◆ EXERCISE AIM
With the line containing "water in the photo above." as the first line and the last line of the records as the final one, reproduce that range exactly.

________________________

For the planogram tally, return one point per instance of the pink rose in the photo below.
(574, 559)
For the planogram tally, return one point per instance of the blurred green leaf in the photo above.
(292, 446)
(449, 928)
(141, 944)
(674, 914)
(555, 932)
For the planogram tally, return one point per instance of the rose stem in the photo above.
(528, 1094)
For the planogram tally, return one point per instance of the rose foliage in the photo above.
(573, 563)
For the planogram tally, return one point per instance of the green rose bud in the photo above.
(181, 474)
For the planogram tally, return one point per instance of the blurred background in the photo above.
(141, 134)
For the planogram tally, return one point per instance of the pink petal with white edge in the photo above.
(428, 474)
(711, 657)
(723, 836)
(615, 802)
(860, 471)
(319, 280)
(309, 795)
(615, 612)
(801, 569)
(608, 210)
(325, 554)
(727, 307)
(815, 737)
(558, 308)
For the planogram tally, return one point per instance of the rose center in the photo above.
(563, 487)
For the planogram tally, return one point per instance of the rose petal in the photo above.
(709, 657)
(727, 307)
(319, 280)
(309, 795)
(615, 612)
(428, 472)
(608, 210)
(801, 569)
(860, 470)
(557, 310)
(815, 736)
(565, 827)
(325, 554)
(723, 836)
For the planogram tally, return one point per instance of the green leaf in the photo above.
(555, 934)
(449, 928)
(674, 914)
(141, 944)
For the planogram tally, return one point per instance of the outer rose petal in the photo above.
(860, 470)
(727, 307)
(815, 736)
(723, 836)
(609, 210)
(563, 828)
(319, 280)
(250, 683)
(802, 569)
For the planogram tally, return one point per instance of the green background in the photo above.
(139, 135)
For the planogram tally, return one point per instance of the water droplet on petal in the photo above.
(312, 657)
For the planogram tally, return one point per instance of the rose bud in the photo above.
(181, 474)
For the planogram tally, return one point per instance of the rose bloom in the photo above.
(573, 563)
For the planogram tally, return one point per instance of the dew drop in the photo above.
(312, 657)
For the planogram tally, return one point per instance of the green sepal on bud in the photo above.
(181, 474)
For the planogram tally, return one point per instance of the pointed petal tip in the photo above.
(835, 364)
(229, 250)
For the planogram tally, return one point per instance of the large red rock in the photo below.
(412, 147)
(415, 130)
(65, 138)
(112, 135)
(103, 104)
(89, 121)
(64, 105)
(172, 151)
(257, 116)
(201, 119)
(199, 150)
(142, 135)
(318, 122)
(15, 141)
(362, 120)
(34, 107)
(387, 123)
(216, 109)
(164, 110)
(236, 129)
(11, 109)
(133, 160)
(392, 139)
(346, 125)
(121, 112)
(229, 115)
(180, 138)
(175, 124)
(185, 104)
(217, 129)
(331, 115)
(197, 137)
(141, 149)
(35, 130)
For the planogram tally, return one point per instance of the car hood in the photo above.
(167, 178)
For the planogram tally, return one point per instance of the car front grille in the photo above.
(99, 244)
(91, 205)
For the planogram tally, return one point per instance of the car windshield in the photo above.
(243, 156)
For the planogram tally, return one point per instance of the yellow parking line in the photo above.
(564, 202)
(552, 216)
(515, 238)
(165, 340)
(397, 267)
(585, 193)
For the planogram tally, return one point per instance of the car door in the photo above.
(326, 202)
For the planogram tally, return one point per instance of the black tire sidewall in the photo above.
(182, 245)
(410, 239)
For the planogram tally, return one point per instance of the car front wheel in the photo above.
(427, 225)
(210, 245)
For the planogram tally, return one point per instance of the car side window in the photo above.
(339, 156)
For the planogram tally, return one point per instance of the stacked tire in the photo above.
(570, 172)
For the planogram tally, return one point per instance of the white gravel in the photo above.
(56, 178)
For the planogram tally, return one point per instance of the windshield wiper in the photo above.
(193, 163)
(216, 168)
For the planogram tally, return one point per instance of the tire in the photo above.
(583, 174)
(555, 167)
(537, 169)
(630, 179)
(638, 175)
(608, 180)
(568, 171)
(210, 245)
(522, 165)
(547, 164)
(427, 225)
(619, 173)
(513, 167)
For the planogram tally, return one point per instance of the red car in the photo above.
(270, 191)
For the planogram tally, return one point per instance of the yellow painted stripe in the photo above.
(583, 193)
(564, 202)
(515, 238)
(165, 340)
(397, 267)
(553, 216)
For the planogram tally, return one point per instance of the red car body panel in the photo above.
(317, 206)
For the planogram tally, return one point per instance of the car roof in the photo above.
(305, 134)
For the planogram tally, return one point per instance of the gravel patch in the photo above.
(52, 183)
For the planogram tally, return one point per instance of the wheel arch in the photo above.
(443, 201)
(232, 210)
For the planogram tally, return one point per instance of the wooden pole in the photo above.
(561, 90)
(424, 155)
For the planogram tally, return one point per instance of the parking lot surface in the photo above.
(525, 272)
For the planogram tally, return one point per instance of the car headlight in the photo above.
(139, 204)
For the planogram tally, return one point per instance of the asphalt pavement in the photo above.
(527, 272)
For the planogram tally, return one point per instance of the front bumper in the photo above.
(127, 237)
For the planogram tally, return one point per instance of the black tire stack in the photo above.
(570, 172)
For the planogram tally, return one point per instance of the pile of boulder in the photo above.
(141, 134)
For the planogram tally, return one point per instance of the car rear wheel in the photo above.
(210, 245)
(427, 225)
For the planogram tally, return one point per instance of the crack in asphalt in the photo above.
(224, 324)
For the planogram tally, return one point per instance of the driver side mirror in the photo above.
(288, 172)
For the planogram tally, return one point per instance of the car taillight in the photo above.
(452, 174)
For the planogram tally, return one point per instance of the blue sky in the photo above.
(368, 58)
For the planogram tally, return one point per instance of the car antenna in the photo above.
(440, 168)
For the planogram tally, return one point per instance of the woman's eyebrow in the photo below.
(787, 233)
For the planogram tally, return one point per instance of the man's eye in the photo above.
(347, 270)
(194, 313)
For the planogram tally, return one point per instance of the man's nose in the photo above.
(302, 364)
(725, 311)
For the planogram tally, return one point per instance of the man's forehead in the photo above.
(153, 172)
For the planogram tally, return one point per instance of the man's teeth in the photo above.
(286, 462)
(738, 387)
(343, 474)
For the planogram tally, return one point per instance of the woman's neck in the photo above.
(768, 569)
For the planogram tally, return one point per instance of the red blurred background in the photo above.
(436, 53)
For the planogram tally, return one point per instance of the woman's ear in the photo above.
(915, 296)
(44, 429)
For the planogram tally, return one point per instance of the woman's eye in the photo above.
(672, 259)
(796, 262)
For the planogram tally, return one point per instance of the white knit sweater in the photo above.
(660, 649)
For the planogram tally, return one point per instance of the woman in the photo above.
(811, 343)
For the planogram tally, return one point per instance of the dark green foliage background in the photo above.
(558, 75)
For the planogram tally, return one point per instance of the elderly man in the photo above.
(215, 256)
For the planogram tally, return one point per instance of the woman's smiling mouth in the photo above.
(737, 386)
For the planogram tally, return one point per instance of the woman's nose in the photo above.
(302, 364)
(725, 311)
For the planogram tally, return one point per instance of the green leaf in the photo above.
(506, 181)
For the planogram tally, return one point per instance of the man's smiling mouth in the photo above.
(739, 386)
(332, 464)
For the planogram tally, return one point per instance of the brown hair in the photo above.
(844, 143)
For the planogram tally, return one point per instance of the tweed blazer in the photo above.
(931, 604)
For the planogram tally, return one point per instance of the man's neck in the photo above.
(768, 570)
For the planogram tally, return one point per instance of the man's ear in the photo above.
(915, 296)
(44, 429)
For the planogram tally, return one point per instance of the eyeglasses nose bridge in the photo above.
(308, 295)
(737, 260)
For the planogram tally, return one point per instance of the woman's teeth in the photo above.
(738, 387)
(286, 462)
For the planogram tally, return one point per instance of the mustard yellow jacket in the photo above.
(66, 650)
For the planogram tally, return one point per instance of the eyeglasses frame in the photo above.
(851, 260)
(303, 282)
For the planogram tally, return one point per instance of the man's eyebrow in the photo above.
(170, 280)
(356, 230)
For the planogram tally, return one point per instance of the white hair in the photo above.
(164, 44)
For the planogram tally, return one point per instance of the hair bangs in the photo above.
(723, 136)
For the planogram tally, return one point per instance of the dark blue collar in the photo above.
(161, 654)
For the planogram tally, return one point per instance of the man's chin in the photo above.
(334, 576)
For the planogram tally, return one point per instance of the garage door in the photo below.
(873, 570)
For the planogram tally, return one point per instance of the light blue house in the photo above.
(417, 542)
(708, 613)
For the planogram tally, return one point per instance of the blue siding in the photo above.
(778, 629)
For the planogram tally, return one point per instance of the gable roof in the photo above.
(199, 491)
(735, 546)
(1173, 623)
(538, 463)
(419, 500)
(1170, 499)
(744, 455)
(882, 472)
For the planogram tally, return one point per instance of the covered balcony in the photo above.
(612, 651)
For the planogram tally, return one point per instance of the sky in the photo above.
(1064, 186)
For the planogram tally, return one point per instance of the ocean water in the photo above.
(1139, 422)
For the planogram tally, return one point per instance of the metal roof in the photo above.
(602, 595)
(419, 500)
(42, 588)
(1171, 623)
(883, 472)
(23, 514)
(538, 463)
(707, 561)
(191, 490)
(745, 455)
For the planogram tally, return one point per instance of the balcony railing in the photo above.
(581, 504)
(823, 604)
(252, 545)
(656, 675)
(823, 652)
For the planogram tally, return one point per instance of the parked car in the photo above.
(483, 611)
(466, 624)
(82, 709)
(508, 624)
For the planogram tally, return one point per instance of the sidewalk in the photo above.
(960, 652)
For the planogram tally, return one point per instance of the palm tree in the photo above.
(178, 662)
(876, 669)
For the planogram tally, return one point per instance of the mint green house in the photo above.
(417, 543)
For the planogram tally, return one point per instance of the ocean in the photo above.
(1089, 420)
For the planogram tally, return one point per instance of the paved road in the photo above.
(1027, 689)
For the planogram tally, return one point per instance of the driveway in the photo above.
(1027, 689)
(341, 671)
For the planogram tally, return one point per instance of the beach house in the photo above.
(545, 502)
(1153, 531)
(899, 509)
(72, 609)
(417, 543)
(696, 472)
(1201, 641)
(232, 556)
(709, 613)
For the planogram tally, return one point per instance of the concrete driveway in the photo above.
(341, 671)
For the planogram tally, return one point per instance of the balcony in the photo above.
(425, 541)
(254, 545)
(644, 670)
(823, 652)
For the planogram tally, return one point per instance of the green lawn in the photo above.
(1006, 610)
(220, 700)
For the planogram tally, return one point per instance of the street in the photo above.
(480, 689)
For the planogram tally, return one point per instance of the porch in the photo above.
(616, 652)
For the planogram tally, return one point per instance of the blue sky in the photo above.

________________________

◆ RESPONSE TO THE EXERCISE
For the planogram tally, return one point per instance of the ocean water in the photo above.
(1139, 422)
For the planogram tally, return one point per instance of the metal roof in the photo above.
(602, 595)
(419, 500)
(42, 588)
(1171, 623)
(883, 472)
(23, 514)
(538, 463)
(707, 561)
(191, 490)
(745, 455)
For the planogram tally, return one point per instance of the balcony railing in the photo above.
(581, 504)
(823, 604)
(252, 545)
(656, 675)
(823, 652)
For the planogram tally, return one point per instance of the parked car in the photo above.
(483, 611)
(466, 624)
(82, 709)
(508, 624)
For the planogram tally, return one point per instance of the sidewalk in the photo above.
(960, 652)
For the planogram tally, return one point per instance of the palm tree in the photo above.
(178, 662)
(876, 669)
For the planogram tally, return one point per instance of the mint green house in the photo above.
(417, 543)
For the planogram tally, return one point per instance of the ocean in the photo above.
(1089, 420)
For the planogram tally, return one point per instance of the paved road in the photo above.
(1027, 689)
For the planogram tally, return one point per instance of the driveway in the photo above.
(1027, 689)
(341, 671)
For the planogram tally, return one point per instance of the beach house in the photo above.
(545, 502)
(1153, 531)
(899, 509)
(72, 609)
(417, 543)
(696, 472)
(1201, 641)
(232, 556)
(709, 613)
For the planogram tally, return one point per instance of the concrete driveway in the photo above.
(341, 671)
For the planogram tally, return one point per instance of the balcony in the photo above.
(425, 541)
(254, 545)
(644, 670)
(823, 652)
For the planogram tally, return one point per instance of the green lawn in the photo above.
(1006, 610)
(220, 700)
For the planogram tally, return one point per instance of the street in the photo above.
(480, 689)
For the planogram tally, return one point per instance of the porch in the photo above.
(616, 652)
For the planogram tally, return one point per instance of the blue sky in the photo above.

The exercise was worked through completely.